(Aim of the task): Recast every line of the records below as a Markdown table with two columns, Row and Line. Number each line in order and omit the blank ones.
◇ ◇ ◇
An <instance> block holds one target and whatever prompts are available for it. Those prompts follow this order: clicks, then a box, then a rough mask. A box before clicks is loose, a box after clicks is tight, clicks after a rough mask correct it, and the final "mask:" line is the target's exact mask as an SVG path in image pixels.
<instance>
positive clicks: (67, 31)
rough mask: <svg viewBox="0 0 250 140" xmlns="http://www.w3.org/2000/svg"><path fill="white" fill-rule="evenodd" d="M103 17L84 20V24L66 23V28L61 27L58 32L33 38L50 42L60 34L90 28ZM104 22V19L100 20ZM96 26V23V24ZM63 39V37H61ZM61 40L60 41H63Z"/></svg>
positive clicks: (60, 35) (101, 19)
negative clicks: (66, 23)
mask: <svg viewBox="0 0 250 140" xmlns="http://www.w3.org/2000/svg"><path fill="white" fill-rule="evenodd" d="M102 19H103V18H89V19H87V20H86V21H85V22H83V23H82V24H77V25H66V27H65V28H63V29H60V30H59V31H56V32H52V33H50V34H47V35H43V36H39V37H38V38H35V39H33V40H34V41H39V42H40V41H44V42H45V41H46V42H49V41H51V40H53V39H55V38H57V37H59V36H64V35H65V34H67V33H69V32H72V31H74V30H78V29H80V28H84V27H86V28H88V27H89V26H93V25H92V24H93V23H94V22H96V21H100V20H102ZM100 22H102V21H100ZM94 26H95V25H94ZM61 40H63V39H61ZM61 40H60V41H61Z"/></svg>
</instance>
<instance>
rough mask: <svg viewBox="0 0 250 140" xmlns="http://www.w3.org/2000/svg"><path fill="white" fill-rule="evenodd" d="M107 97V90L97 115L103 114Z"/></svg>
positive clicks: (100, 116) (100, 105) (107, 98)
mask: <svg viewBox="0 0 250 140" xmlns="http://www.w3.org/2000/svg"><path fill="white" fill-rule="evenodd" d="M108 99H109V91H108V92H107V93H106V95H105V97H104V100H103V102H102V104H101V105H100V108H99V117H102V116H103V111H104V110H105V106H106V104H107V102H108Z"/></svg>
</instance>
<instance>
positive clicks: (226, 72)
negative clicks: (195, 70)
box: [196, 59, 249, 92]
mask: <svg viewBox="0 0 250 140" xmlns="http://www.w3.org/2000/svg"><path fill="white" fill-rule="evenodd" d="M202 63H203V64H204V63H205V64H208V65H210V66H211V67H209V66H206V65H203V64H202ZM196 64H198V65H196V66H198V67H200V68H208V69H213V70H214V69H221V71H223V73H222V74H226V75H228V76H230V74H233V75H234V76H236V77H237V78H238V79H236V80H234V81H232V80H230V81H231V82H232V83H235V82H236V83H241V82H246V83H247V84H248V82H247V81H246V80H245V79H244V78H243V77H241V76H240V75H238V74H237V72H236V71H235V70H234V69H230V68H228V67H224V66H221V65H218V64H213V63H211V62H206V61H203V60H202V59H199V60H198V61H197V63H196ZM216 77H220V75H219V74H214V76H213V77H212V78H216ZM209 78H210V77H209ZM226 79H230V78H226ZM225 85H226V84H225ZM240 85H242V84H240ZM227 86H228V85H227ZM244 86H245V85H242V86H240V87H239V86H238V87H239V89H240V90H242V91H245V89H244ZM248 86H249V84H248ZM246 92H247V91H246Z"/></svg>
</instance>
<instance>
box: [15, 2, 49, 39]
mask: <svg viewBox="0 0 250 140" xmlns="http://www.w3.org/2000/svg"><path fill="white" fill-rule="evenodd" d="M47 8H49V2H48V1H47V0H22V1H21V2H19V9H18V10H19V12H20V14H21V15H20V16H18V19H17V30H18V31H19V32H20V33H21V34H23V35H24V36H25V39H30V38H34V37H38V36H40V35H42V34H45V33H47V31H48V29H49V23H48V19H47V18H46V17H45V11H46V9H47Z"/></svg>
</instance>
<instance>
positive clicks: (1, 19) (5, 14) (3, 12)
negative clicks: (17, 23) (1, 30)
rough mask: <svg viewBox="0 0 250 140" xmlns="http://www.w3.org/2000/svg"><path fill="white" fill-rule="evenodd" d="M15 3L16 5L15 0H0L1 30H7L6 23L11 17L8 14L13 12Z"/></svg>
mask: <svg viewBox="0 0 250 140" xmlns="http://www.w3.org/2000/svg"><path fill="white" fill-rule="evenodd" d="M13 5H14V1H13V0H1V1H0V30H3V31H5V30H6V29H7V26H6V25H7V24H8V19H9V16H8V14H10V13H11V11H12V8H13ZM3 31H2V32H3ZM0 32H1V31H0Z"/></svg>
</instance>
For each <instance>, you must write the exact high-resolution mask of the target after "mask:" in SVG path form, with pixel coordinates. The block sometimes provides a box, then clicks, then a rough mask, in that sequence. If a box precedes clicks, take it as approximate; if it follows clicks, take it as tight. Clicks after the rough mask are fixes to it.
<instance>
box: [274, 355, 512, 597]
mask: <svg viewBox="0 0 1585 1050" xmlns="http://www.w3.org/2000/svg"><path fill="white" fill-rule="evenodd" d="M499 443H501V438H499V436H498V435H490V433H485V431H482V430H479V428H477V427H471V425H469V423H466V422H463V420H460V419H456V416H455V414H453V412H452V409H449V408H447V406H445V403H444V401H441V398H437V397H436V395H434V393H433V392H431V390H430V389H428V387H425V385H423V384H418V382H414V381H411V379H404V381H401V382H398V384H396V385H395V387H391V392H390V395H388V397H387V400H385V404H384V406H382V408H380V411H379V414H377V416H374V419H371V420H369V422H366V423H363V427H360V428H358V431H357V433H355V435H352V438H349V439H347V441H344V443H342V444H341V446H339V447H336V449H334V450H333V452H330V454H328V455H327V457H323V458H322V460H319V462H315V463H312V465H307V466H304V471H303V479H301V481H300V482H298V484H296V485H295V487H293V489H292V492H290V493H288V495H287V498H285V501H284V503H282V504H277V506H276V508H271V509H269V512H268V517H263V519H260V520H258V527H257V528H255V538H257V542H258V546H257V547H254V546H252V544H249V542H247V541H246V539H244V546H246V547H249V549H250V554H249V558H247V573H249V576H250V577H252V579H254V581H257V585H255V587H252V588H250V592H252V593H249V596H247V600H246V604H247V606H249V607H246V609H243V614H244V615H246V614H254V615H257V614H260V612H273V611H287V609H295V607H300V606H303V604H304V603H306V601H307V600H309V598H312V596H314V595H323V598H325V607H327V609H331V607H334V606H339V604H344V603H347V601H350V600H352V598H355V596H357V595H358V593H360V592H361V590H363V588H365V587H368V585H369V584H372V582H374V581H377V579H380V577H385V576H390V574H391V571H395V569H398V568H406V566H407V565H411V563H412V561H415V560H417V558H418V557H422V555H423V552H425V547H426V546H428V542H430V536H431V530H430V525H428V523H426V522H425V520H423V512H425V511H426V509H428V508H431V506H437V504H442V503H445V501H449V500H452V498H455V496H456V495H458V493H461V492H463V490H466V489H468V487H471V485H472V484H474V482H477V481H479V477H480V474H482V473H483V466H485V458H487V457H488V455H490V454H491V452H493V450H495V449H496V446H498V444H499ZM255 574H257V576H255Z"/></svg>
◇ ◇ ◇
(Worked solution):
| Row | Line |
|---|---|
| 1 | An <instance> block holds one target and whatever prompts are available for it. Those prompts follow this order: clicks, then a box, then a rough mask. A box before clicks is loose, a box after clicks is tight, clicks after a rough mask correct it, and the final "mask:" line is the target's exact mask as an SVG path in image pixels. |
| 2 | <instance> |
| 3 | positive clicks: (67, 31) |
| 4 | rough mask: <svg viewBox="0 0 250 140" xmlns="http://www.w3.org/2000/svg"><path fill="white" fill-rule="evenodd" d="M103 17L84 20V24L66 23V28L61 27L58 32L33 38L50 42L60 34L90 28ZM104 22V19L100 20ZM96 26V23V24ZM63 39V37H61ZM61 40L60 41H63Z"/></svg> |
| 5 | positive clicks: (60, 35) (101, 19) |
| 6 | negative clicks: (66, 23) |
| 7 | mask: <svg viewBox="0 0 250 140" xmlns="http://www.w3.org/2000/svg"><path fill="white" fill-rule="evenodd" d="M102 19H103V18H89V19H87V20H86V21H85V22H83V23H82V24H77V25H66V27H65V28H63V29H60V30H59V31H56V32H52V33H50V34H47V35H43V36H39V37H38V38H35V39H33V40H34V41H39V42H40V41H44V42H45V41H46V42H49V41H51V40H53V39H55V38H57V37H59V36H64V35H65V34H67V33H69V32H72V31H74V30H78V29H80V28H84V27H86V28H88V27H89V26H93V25H92V24H93V23H94V22H96V21H100V20H102ZM100 22H102V21H100ZM94 26H95V25H94ZM61 40H63V39H61ZM61 40H60V41H61Z"/></svg> |
| 8 | </instance> |
| 9 | <instance> |
| 10 | rough mask: <svg viewBox="0 0 250 140" xmlns="http://www.w3.org/2000/svg"><path fill="white" fill-rule="evenodd" d="M107 97V90L97 115L103 114Z"/></svg> |
| 11 | positive clicks: (100, 116) (100, 105) (107, 98) |
| 12 | mask: <svg viewBox="0 0 250 140" xmlns="http://www.w3.org/2000/svg"><path fill="white" fill-rule="evenodd" d="M108 99H109V91H108V92H107V93H106V95H105V97H104V100H103V102H102V104H101V105H100V108H99V117H102V116H103V111H104V110H105V106H106V104H107V102H108Z"/></svg> |
| 13 | </instance> |
| 14 | <instance> |
| 15 | positive clicks: (226, 72) |
| 16 | negative clicks: (195, 70) |
| 17 | box: [196, 59, 249, 92] |
| 18 | mask: <svg viewBox="0 0 250 140" xmlns="http://www.w3.org/2000/svg"><path fill="white" fill-rule="evenodd" d="M202 63H203V64H204V63H205V64H208V65H210V66H211V67H209V66H206V65H203V64H202ZM196 64H198V65H196V66H198V67H200V68H208V69H213V70H214V69H221V71H223V73H222V74H226V75H228V76H230V74H233V75H234V76H236V77H237V78H238V79H236V80H234V81H232V80H230V81H231V82H232V83H235V82H236V83H241V82H246V83H247V84H248V82H247V81H246V80H245V79H244V78H243V77H241V76H240V75H238V74H237V72H236V71H235V70H234V69H230V68H228V67H224V66H221V65H218V64H213V63H211V62H206V61H203V60H202V59H199V60H198V61H197V63H196ZM216 77H220V75H219V74H214V76H213V77H212V78H216ZM209 78H210V77H209ZM226 79H230V78H226ZM225 85H226V84H225ZM240 85H242V84H240ZM227 86H228V85H227ZM244 86H245V85H242V86H240V87H239V86H238V87H239V89H240V90H242V91H245V89H244ZM248 86H249V84H248ZM246 92H247V91H246Z"/></svg> |
| 19 | </instance> |
| 20 | <instance> |
| 21 | box: [15, 2, 49, 39] |
| 22 | mask: <svg viewBox="0 0 250 140" xmlns="http://www.w3.org/2000/svg"><path fill="white" fill-rule="evenodd" d="M47 8H49V2H48V1H47V0H22V1H21V2H19V9H18V10H19V12H20V14H21V15H20V16H18V19H17V30H18V31H19V32H20V33H21V34H23V35H24V36H25V39H30V38H34V37H38V36H40V35H42V34H45V33H47V31H48V29H49V23H48V19H47V18H46V17H45V11H46V9H47Z"/></svg> |
| 23 | </instance> |
| 24 | <instance> |
| 25 | positive clicks: (1, 19) (5, 14) (3, 12) |
| 26 | negative clicks: (17, 23) (1, 30) |
| 27 | rough mask: <svg viewBox="0 0 250 140" xmlns="http://www.w3.org/2000/svg"><path fill="white" fill-rule="evenodd" d="M15 3L16 5L15 0H0L1 30H7L6 23L11 17L8 14L13 12Z"/></svg> |
| 28 | mask: <svg viewBox="0 0 250 140" xmlns="http://www.w3.org/2000/svg"><path fill="white" fill-rule="evenodd" d="M13 5H14V1H13V0H1V1H0V30H3V31H5V30H6V29H7V26H6V25H7V24H8V19H9V16H8V14H10V13H11V11H12V8H13ZM3 31H2V32H3ZM0 32H1V31H0Z"/></svg> |
| 29 | </instance> |
| 30 | For each <instance>, you must write the exact high-resolution mask of the target after "mask:" in SVG path form, with pixel coordinates. The block sometimes provides a box, then clicks, then a rough mask, in that sequence. If a box precedes clicks, take it as approximate; if it follows clicks, take it as tight. Clicks after the rough mask are fixes to it. |
| 31 | <instance> |
| 32 | box: [274, 355, 512, 597] |
| 33 | mask: <svg viewBox="0 0 1585 1050" xmlns="http://www.w3.org/2000/svg"><path fill="white" fill-rule="evenodd" d="M499 443H501V438H499V436H498V435H490V433H485V431H482V430H479V428H477V427H471V425H469V423H466V422H463V420H460V419H456V416H455V414H453V412H452V409H449V408H447V406H445V403H444V401H441V398H437V397H436V395H434V393H433V392H431V390H430V389H428V387H425V385H423V384H418V382H414V381H411V379H404V381H401V382H398V384H396V385H395V387H391V392H390V395H388V397H387V400H385V404H384V406H382V408H380V411H379V414H377V416H374V419H371V420H369V422H366V423H363V427H360V428H358V431H357V433H355V435H352V438H349V439H347V441H344V443H342V444H341V446H339V447H336V449H334V450H333V452H330V454H328V455H327V457H323V458H322V460H319V462H315V463H312V465H307V466H304V471H303V479H301V481H300V482H298V484H296V485H295V487H293V489H292V492H290V493H288V495H287V498H285V501H284V503H282V504H277V506H276V508H271V509H269V512H268V517H263V519H260V520H258V527H257V528H255V538H257V542H258V546H257V547H254V546H252V544H249V542H247V541H246V539H244V546H246V547H249V549H250V554H249V558H247V573H249V576H250V577H252V579H254V581H257V585H255V587H252V588H250V592H252V593H249V596H247V600H246V604H247V606H249V607H246V609H243V614H244V615H246V614H254V615H257V614H260V612H273V611H287V609H295V607H300V606H303V604H304V603H306V601H307V600H309V598H312V596H314V595H323V598H325V607H327V609H331V607H334V606H339V604H344V603H347V601H350V600H352V598H355V596H357V595H358V593H360V592H361V590H363V588H365V587H368V585H369V584H372V582H374V581H377V579H380V577H385V576H390V574H391V571H395V569H398V568H406V566H407V565H411V563H412V561H415V560H417V558H418V557H422V555H423V552H425V547H426V546H428V542H430V536H431V530H430V525H428V523H426V522H425V520H423V512H425V511H426V509H428V508H431V506H437V504H442V503H445V501H449V500H452V498H455V496H456V495H458V493H461V492H463V490H466V489H468V487H471V485H472V484H474V482H477V481H479V477H480V474H482V473H483V466H485V458H487V457H488V455H490V454H491V452H493V450H495V449H496V446H498V444H499ZM255 574H257V576H255Z"/></svg> |